■ **Task to complete**
Each record should be written out exactly as given.

■ ■ ■ ■

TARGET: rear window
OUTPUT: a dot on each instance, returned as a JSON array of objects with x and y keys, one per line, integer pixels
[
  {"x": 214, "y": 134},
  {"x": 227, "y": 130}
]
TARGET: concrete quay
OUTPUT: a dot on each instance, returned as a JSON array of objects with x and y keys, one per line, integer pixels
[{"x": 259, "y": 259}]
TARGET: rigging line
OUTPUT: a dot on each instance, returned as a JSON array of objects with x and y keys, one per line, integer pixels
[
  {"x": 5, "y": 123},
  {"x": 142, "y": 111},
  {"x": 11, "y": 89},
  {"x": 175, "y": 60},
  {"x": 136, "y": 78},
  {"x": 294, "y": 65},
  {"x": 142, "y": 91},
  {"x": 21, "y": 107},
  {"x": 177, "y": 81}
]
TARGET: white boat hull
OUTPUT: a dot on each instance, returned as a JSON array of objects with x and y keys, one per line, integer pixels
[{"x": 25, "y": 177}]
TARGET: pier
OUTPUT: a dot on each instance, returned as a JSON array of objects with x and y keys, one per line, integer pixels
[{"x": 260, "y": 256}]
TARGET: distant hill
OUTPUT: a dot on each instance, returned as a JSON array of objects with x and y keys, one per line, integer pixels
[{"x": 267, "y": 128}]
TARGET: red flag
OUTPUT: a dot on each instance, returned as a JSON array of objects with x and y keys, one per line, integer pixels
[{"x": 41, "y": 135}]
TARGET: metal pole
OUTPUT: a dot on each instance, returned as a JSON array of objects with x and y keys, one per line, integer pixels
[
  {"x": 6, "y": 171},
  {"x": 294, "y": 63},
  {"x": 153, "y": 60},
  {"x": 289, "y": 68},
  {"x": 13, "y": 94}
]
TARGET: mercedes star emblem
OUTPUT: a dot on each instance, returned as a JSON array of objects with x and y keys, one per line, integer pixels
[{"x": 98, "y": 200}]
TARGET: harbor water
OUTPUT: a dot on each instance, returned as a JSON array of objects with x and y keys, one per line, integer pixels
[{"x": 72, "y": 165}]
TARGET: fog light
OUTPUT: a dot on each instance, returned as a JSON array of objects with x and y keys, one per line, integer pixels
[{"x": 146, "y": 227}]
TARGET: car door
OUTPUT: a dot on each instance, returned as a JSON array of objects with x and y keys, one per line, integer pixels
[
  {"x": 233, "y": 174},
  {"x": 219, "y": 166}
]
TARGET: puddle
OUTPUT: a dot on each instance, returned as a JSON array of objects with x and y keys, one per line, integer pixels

■ ■ ■ ■

■ **Problem solution**
TARGET: rear window
OUTPUT: a dot on each instance, returned as a JSON array of objects with x and y keys, one per line, integer pixels
[
  {"x": 214, "y": 134},
  {"x": 227, "y": 130}
]
TARGET: concrete quay
OUTPUT: a dot on each instance, returned as a JSON array of objects with x and y keys, one per line, integer pixels
[{"x": 259, "y": 259}]
TARGET: rigging line
OUTPUT: a dot on each instance, returned as a JSON array of objects with x and y keys, one per line, integer pixels
[
  {"x": 5, "y": 123},
  {"x": 142, "y": 111},
  {"x": 11, "y": 89},
  {"x": 175, "y": 60},
  {"x": 136, "y": 78},
  {"x": 294, "y": 65},
  {"x": 142, "y": 91},
  {"x": 21, "y": 107},
  {"x": 177, "y": 81}
]
TARGET: white boat hull
OUTPUT: a dot on each instance, returned as a JSON array of objects with x and y keys, one per line, integer pixels
[{"x": 25, "y": 177}]
TARGET: pier
OUTPUT: a dot on each instance, returned as a JSON array of objects with x and y keys, one per line, integer pixels
[{"x": 260, "y": 256}]
TARGET: distant hill
OUTPUT: a dot on each instance, returned as a JSON array of objects with x and y keys, one per line, integer pixels
[{"x": 267, "y": 128}]
TARGET: red flag
OUTPUT: a dot on each instance, returned as a JSON array of objects with x and y keys, one per line, integer pixels
[{"x": 41, "y": 135}]
TARGET: metal pole
OUTPUT: a dot on each instance, returned as a JSON array of objects with x and y keys, one per line, integer pixels
[
  {"x": 6, "y": 171},
  {"x": 294, "y": 63},
  {"x": 153, "y": 60},
  {"x": 289, "y": 68},
  {"x": 13, "y": 94}
]
TARGET: mercedes star emblem
OUTPUT: a dot on each instance, returned as a JSON array of objects with x and y keys, one per line, integer pixels
[{"x": 98, "y": 200}]
TARGET: harbor water
OUTPUT: a dot on each instance, returned as a JSON array of objects with x and y keys, one per line, integer pixels
[{"x": 72, "y": 165}]
TARGET: fog light
OUTPUT: a dot on each instance, returned as a JSON array of objects with x and y keys, one per line, integer pixels
[{"x": 146, "y": 227}]
TARGET: car door
OUTPUT: a dot on each instance, returned as a JSON array of objects with x and y keys, one per line, integer pixels
[
  {"x": 233, "y": 174},
  {"x": 219, "y": 166}
]
TARGET: puddle
OUTPUT: a dot on each instance, returned as a JSON array of objects with x and y keys, one per line, integer pixels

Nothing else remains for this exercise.